- What you need to do: Show every line of the listing that contains the word "order". Case counts.

- Provided records:
-- Opening Marker --
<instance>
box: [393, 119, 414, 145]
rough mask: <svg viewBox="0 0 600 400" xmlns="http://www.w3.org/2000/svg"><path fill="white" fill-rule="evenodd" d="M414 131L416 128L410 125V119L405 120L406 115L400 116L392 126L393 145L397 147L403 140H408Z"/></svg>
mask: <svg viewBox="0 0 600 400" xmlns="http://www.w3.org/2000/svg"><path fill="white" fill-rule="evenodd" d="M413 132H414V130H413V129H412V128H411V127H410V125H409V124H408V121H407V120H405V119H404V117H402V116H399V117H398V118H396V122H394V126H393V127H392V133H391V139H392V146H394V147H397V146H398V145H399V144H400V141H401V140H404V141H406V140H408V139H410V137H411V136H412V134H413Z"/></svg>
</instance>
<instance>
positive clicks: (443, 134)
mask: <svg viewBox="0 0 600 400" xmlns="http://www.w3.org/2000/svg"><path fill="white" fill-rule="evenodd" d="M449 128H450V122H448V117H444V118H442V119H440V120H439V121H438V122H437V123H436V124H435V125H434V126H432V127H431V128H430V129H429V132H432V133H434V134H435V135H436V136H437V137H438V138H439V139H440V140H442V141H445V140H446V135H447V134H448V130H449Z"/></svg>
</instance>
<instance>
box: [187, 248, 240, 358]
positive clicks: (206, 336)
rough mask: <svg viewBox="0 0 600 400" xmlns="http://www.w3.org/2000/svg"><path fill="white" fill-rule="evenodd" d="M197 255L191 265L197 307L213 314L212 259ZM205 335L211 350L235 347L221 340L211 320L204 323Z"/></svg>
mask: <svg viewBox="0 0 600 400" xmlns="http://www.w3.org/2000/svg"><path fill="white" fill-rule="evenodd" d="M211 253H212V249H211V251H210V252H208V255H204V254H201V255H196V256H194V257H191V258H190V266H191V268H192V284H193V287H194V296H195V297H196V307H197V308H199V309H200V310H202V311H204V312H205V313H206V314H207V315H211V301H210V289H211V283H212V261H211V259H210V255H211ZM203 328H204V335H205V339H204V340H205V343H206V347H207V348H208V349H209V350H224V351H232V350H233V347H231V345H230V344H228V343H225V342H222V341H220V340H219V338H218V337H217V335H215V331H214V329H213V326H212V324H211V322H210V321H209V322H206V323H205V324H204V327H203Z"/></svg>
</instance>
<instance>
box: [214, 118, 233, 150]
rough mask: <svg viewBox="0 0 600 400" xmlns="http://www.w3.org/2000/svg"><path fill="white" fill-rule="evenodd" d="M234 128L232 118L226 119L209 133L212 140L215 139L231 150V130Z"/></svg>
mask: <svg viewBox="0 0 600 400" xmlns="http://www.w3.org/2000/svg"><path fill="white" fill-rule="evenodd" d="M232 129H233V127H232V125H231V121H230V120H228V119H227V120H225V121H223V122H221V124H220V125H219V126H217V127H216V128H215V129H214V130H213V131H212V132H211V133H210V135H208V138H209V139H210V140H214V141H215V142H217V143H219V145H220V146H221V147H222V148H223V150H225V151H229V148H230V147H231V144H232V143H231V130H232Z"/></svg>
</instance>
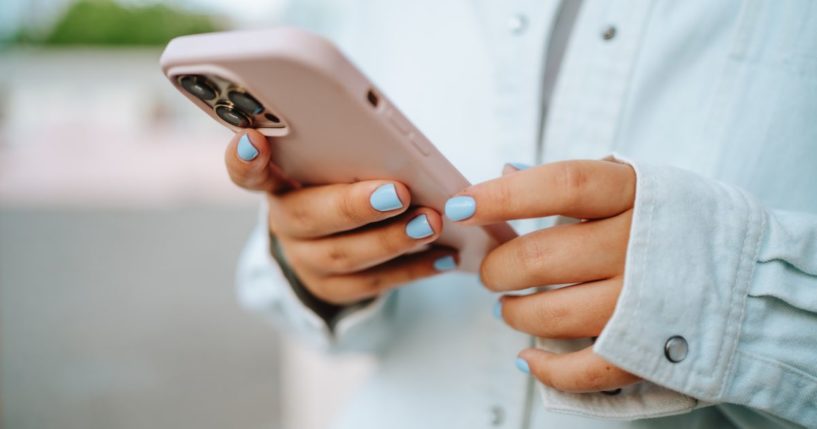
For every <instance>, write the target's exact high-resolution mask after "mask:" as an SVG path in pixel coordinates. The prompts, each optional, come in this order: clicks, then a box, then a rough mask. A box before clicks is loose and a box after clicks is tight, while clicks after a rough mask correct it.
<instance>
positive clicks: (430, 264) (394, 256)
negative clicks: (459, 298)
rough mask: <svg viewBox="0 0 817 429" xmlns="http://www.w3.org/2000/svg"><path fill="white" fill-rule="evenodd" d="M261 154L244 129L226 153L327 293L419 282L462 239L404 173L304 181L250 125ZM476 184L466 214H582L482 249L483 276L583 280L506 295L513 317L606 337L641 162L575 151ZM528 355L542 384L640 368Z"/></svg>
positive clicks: (550, 283) (559, 328) (288, 251)
mask: <svg viewBox="0 0 817 429" xmlns="http://www.w3.org/2000/svg"><path fill="white" fill-rule="evenodd" d="M247 135H248V136H249V138H250V140H251V142H252V144H253V146H254V147H255V148H256V149H257V150H258V152H259V154H258V156H257V157H256V158H255V159H253V160H252V161H244V160H242V159H241V158H239V157H238V156H237V154H236V145H237V144H238V141H239V138H240V137H241V135H240V134H239V135H236V136H235V137H234V138H233V139H232V140H231V142H230V144H229V146H228V147H227V150H226V153H225V162H226V164H227V171H228V173H229V175H230V178H231V179H232V181H233V182H235V184H236V185H238V186H240V187H242V188H245V189H248V190H254V191H262V192H265V193H266V196H267V201H268V205H269V228H270V233H271V234H274V235H275V236H276V237H277V238H278V240H279V242H280V244H281V247H282V249H283V252H284V256H285V257H286V259H287V261H288V262H289V264H290V266H291V267H292V269H293V270H294V271H295V273H296V274H297V275H298V277H299V278H300V280H301V281H302V282H303V283H304V286H305V287H306V288H307V289H309V291H310V292H312V294H314V295H315V296H317V297H318V298H320V299H323V300H325V301H328V302H331V303H334V304H351V303H355V302H357V301H360V300H362V299H366V298H371V297H374V296H376V295H378V294H381V293H383V292H384V291H386V290H388V289H392V288H396V287H399V286H401V285H403V284H406V283H408V282H410V281H413V280H416V279H420V278H424V277H429V276H433V275H436V274H438V272H437V271H436V270H435V269H434V267H433V263H434V261H435V260H437V259H438V258H440V257H443V256H447V255H453V256H454V257H455V258H456V253H455V251H454V250H453V249H448V248H442V247H435V246H433V245H432V243H433V242H434V241H435V240H436V239H437V238H438V237H439V235H440V233H441V232H442V219H441V217H440V214H439V213H438V212H436V211H435V210H433V209H431V208H428V207H411V193H410V191H409V189H408V187H406V186H405V185H404V184H401V183H398V182H390V181H381V180H371V181H362V182H356V183H351V184H336V185H326V186H315V187H302V186H300V184H298V183H295V182H293V181H291V180H289V179H287V178H286V177H285V176H284V175H283V174H282V173H281V172H280V170H279V169H278V167H277V166H276V165H275V164H274V162H273V160H272V159H271V150H270V145H269V142H268V140H267V139H266V138H265V137H264V136H262V135H261V134H259V133H257V132H255V131H252V130H250V131H248V132H247ZM504 173H505V174H504V175H503V176H502V177H501V178H498V179H495V180H491V181H488V182H484V183H481V184H478V185H474V186H471V187H469V188H467V189H465V190H463V191H462V192H460V193H459V194H458V195H469V196H471V197H473V198H474V199H475V201H476V211H475V213H474V215H473V216H472V217H470V218H468V219H465V220H463V221H460V223H462V224H465V225H473V226H478V225H484V224H490V223H495V222H500V221H506V220H512V219H523V218H538V217H545V216H552V215H563V216H570V217H575V218H579V219H582V220H583V222H581V223H578V224H573V225H562V226H556V227H553V228H547V229H544V230H540V231H535V232H532V233H530V234H527V235H524V236H521V237H518V238H516V239H514V240H512V241H510V242H507V243H505V244H503V245H502V246H499V247H497V248H496V249H494V250H493V251H492V252H491V253H489V254H488V255H487V256H486V258H485V259H484V260H483V263H482V267H481V270H480V276H481V279H482V282H483V284H485V286H486V287H488V288H489V289H491V290H493V291H496V292H501V293H507V292H513V291H521V290H525V289H529V288H532V287H539V286H546V285H559V284H573V285H572V286H569V287H565V288H561V289H555V290H547V291H539V292H534V293H532V294H528V295H504V296H502V297H501V298H500V300H501V302H502V317H503V319H504V320H505V322H506V323H508V325H510V326H511V327H512V328H514V329H516V330H519V331H521V332H525V333H527V334H530V335H534V336H538V337H543V338H561V339H569V338H587V337H596V336H598V335H599V334H600V333H601V331H602V329H604V327H605V326H606V324H607V322H608V321H609V319H610V316H611V315H612V314H613V311H614V310H615V306H616V302H617V300H618V296H619V293H620V291H621V288H622V278H623V274H624V265H625V259H626V252H627V242H628V237H629V232H630V224H631V221H632V209H633V203H634V199H635V173H634V171H633V170H632V169H631V168H630V167H629V166H627V165H624V164H619V163H614V162H607V161H567V162H560V163H553V164H546V165H542V166H539V167H536V168H531V169H527V170H523V171H517V170H515V169H512V168H506V170H505V172H504ZM384 183H394V185H395V188H396V190H397V193H398V196H399V198H400V200H401V202H402V203H403V207H402V208H400V209H397V210H393V211H389V212H379V211H377V210H375V209H373V208H372V207H371V205H370V203H369V197H370V195H371V193H372V192H374V190H375V189H377V187H379V186H380V185H382V184H384ZM420 213H424V214H426V215H427V216H428V220H429V223H430V225H431V227H432V229H433V230H434V234H433V235H431V236H429V237H427V238H423V239H420V240H415V239H412V238H410V237H408V236H407V235H406V234H405V226H406V223H407V222H408V221H409V220H411V219H412V218H414V217H415V216H417V215H418V214H420ZM519 357H521V358H522V359H524V360H525V361H527V362H528V365H529V367H530V371H531V374H532V375H533V376H534V377H536V378H537V379H538V380H539V381H541V382H542V383H544V384H546V385H548V386H551V387H553V388H556V389H558V390H562V391H566V392H594V391H603V390H613V389H616V388H619V387H623V386H626V385H628V384H632V383H634V382H636V381H638V377H636V376H634V375H632V374H630V373H628V372H626V371H624V370H622V369H619V368H617V367H615V366H614V365H612V364H610V363H609V362H606V361H605V360H604V359H602V358H601V357H600V356H598V355H596V354H595V353H594V352H593V350H592V348H590V347H588V348H586V349H583V350H580V351H577V352H573V353H565V354H553V353H548V352H544V351H542V350H537V349H526V350H523V351H521V352H520V354H519Z"/></svg>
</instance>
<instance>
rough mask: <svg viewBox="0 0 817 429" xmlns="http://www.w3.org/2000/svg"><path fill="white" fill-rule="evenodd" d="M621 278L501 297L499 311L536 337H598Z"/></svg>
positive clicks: (508, 324)
mask: <svg viewBox="0 0 817 429" xmlns="http://www.w3.org/2000/svg"><path fill="white" fill-rule="evenodd" d="M621 284H622V283H621V278H620V277H617V278H614V279H610V280H602V281H598V282H593V283H583V284H579V285H575V286H569V287H564V288H561V289H555V290H549V291H543V292H536V293H533V294H530V295H518V296H512V295H506V296H503V297H502V298H500V314H501V316H502V318H503V319H504V320H505V322H506V323H507V324H508V325H510V326H511V327H513V328H514V329H516V330H517V331H521V332H526V333H528V334H530V335H533V336H535V337H541V338H555V339H574V338H587V337H596V336H598V335H599V334H600V333H601V330H602V329H604V326H605V325H606V324H607V321H609V320H610V317H611V316H612V315H613V311H614V310H615V308H616V302H617V301H618V296H619V293H621Z"/></svg>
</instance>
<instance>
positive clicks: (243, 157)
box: [236, 134, 258, 161]
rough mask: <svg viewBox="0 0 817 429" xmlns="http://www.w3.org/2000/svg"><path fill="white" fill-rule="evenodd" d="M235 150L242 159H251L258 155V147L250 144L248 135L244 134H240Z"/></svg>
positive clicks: (243, 159)
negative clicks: (255, 147) (241, 134)
mask: <svg viewBox="0 0 817 429" xmlns="http://www.w3.org/2000/svg"><path fill="white" fill-rule="evenodd" d="M236 152H238V157H239V158H241V159H243V160H244V161H252V160H254V159H255V157H256V156H258V149H256V148H255V146H253V145H252V143H251V142H250V137H249V136H247V135H246V134H244V135H243V136H241V139H240V140H239V141H238V147H237V148H236Z"/></svg>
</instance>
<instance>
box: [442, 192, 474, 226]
mask: <svg viewBox="0 0 817 429" xmlns="http://www.w3.org/2000/svg"><path fill="white" fill-rule="evenodd" d="M476 209H477V202H476V201H475V200H474V198H473V197H469V196H468V195H460V196H459V197H454V198H449V199H448V201H446V202H445V215H446V216H447V217H448V218H449V219H451V220H453V221H458V220H465V219H468V218H469V217H471V216H473V215H474V211H475V210H476Z"/></svg>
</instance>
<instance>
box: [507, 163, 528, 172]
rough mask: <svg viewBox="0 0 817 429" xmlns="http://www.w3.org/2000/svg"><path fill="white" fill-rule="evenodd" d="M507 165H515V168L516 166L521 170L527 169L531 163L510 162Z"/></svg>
mask: <svg viewBox="0 0 817 429" xmlns="http://www.w3.org/2000/svg"><path fill="white" fill-rule="evenodd" d="M505 165H510V166H511V167H513V168H515V169H517V170H519V171H522V170H527V169H529V168H530V165H528V164H525V163H524V162H509V163H507V164H505Z"/></svg>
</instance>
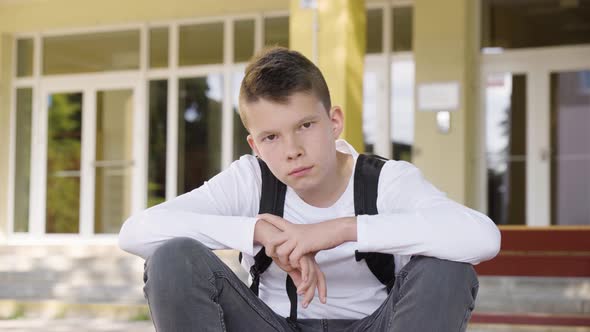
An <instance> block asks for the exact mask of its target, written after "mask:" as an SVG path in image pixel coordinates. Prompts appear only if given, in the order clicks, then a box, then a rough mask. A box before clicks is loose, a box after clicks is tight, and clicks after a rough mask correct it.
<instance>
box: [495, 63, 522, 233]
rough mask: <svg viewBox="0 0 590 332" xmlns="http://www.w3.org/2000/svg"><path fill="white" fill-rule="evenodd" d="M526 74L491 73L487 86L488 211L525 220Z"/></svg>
mask: <svg viewBox="0 0 590 332" xmlns="http://www.w3.org/2000/svg"><path fill="white" fill-rule="evenodd" d="M526 127H527V126H526V76H525V75H513V74H510V73H507V74H495V75H490V76H489V77H488V78H487V86H486V152H487V172H488V215H489V216H490V218H492V220H493V221H494V222H496V223H497V224H500V225H522V224H526V214H525V212H526V153H527V152H526Z"/></svg>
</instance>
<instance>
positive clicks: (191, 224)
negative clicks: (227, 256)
mask: <svg viewBox="0 0 590 332" xmlns="http://www.w3.org/2000/svg"><path fill="white" fill-rule="evenodd" d="M336 148H337V149H338V150H339V151H341V152H344V153H349V154H351V155H352V156H353V157H354V159H355V162H356V158H357V157H358V153H357V152H356V151H355V150H354V149H353V148H352V146H350V145H349V144H348V143H347V142H345V141H344V140H338V141H337V142H336ZM353 179H354V174H352V176H351V178H350V180H349V183H348V186H347V188H346V190H345V192H344V193H343V194H342V196H341V197H340V198H339V199H338V200H337V201H336V202H335V203H334V204H333V205H332V206H331V207H328V208H318V207H314V206H311V205H309V204H307V203H305V202H304V201H303V200H302V199H301V198H300V197H299V196H298V195H297V194H296V193H295V192H294V191H293V190H292V188H289V187H287V193H286V197H285V208H284V218H285V219H286V220H288V221H290V222H292V223H300V224H304V223H308V224H310V223H318V222H322V221H326V220H330V219H334V218H340V217H350V216H354V190H353ZM261 184H262V179H261V174H260V166H259V164H258V161H257V160H256V158H255V157H254V156H250V155H246V156H242V157H241V158H240V159H239V160H237V161H235V162H234V163H232V164H231V166H230V167H229V168H228V169H227V170H225V171H223V172H221V173H219V174H218V175H216V176H215V177H213V178H212V179H210V180H209V181H207V182H205V183H204V184H203V185H202V186H201V187H199V188H197V189H195V190H193V191H191V192H189V193H186V194H184V195H181V196H178V197H176V198H175V199H173V200H171V201H168V202H165V203H162V204H160V205H157V206H154V207H152V208H149V209H147V210H145V211H143V212H141V213H138V214H135V215H133V216H132V217H130V218H129V219H128V220H127V221H126V222H125V224H124V225H123V227H122V228H121V232H120V234H119V245H120V247H121V248H122V249H123V250H125V251H128V252H130V253H132V254H135V255H138V256H141V257H143V258H147V257H149V256H150V255H151V254H152V253H153V252H154V251H155V250H156V249H157V248H158V246H159V245H161V244H162V243H164V242H165V241H166V240H169V239H171V238H174V237H190V238H194V239H196V240H198V241H200V242H202V243H203V244H205V245H206V246H208V247H209V248H211V249H236V250H239V251H241V252H242V253H243V254H244V256H243V257H244V259H243V260H242V265H243V266H244V268H245V269H246V271H249V268H250V266H251V265H252V264H253V262H254V259H253V256H254V255H255V254H256V253H257V252H258V251H259V250H260V246H255V245H254V244H253V243H254V241H253V239H254V226H255V224H256V221H257V219H256V215H257V214H258V208H259V203H260V191H261ZM377 209H378V211H379V214H378V215H374V216H368V215H361V216H357V242H347V243H344V244H342V245H340V246H338V247H336V248H334V249H330V250H324V251H320V252H319V253H318V254H317V255H316V261H317V262H318V264H319V265H320V268H321V269H322V271H323V272H324V274H325V275H326V282H327V285H328V298H327V300H328V301H327V304H321V303H320V301H319V299H318V298H317V296H316V298H315V299H314V300H313V301H312V302H311V304H310V306H309V307H308V308H307V309H303V308H302V307H301V301H298V303H299V310H298V317H300V318H331V319H360V318H363V317H365V316H367V315H370V314H371V313H373V311H375V310H376V309H377V308H378V307H379V306H380V305H381V303H382V302H383V301H384V300H385V298H386V297H387V293H386V289H385V286H384V285H383V284H381V283H380V282H379V281H378V280H377V279H376V278H375V276H374V275H373V274H372V273H371V271H370V270H369V269H368V267H367V265H366V263H365V261H364V260H363V261H360V262H357V261H356V260H355V258H354V253H355V250H359V251H363V252H368V251H371V252H383V253H389V254H393V255H394V258H395V264H396V266H395V270H396V272H398V271H399V270H400V269H401V268H402V267H403V266H404V265H405V264H406V263H407V262H408V261H409V259H410V257H411V256H412V255H425V256H432V257H437V258H441V259H447V260H452V261H458V262H467V263H471V264H477V263H479V262H481V261H485V260H488V259H491V258H493V257H494V256H495V255H496V254H497V253H498V251H499V248H500V232H499V230H498V228H497V227H496V226H495V225H494V223H493V222H492V221H491V220H490V219H489V218H488V217H487V216H485V215H483V214H481V213H479V212H477V211H474V210H472V209H469V208H467V207H465V206H462V205H460V204H458V203H456V202H454V201H452V200H450V199H449V198H447V197H446V195H445V194H444V193H442V192H441V191H439V190H437V189H436V188H435V187H434V186H433V185H432V184H430V183H429V182H428V181H426V180H425V179H424V177H423V176H422V175H421V173H420V171H419V170H418V169H417V168H416V167H414V166H413V165H412V164H410V163H407V162H403V161H393V160H392V161H388V162H386V163H385V165H384V166H383V169H382V171H381V175H380V177H379V187H378V197H377ZM285 278H286V273H285V272H284V271H282V270H281V269H280V268H278V267H277V266H276V265H275V264H272V265H271V266H270V267H269V269H268V270H267V271H266V272H265V273H263V274H262V276H261V281H260V291H259V295H260V298H261V299H262V300H263V301H264V302H265V303H267V304H268V305H269V306H270V307H271V308H272V309H273V310H274V311H275V312H277V313H278V314H280V315H282V316H285V317H286V316H288V315H289V309H290V303H289V299H288V297H287V292H286V289H285Z"/></svg>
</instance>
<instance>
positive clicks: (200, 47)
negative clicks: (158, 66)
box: [178, 22, 223, 66]
mask: <svg viewBox="0 0 590 332" xmlns="http://www.w3.org/2000/svg"><path fill="white" fill-rule="evenodd" d="M179 30H180V31H179V34H180V41H179V43H180V45H179V50H178V64H179V65H180V66H195V65H207V64H217V63H223V22H215V23H203V24H195V25H185V26H181V27H180V29H179Z"/></svg>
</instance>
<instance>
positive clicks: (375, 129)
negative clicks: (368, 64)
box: [363, 70, 379, 153]
mask: <svg viewBox="0 0 590 332" xmlns="http://www.w3.org/2000/svg"><path fill="white" fill-rule="evenodd" d="M378 85H379V82H378V74H377V73H376V72H375V71H370V70H366V71H365V74H364V78H363V141H364V144H365V153H373V152H374V151H375V141H376V131H377V98H378V96H377V94H378V90H379V89H378Z"/></svg>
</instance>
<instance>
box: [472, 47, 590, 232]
mask: <svg viewBox="0 0 590 332" xmlns="http://www.w3.org/2000/svg"><path fill="white" fill-rule="evenodd" d="M531 59H535V60H534V61H531ZM588 59H590V47H580V48H559V49H544V50H524V51H508V52H505V53H502V54H494V55H486V56H484V57H483V66H482V77H481V85H482V104H481V105H482V109H483V112H482V114H481V119H482V122H481V124H482V125H481V128H482V129H484V130H485V136H484V137H485V139H484V140H483V144H482V145H481V147H480V148H481V150H482V151H483V153H482V154H481V156H483V159H482V164H483V165H484V166H483V167H482V168H481V169H480V171H481V173H480V178H481V179H482V180H481V182H480V184H481V187H482V190H481V193H482V197H485V199H481V200H479V202H480V203H479V204H480V206H479V207H478V208H480V209H481V210H483V211H486V212H487V213H488V215H489V216H490V217H491V218H492V219H493V220H494V221H495V222H496V223H497V224H500V225H526V226H540V227H548V226H564V225H568V226H588V225H590V145H589V144H588V142H590V61H589V60H588Z"/></svg>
-- Closing Marker --
- Reply to the task:
For every <instance>, write the target's exact high-resolution mask after "mask:" as an SVG path in pixel coordinates. The prompts, each optional, come in this order: clicks, then a box, then a rough mask. A box before clicks is loose and a box after clicks is tight, while clicks after a rough mask correct it.
An <instance> block asks for the exact mask of its target, written after "mask:" as an SVG path in image pixel coordinates. Prompts appear only if given, in the order clicks, then a box, then a rough mask. A box before clicks is loose, a box after clicks is tight, and clicks after a rough mask correct it.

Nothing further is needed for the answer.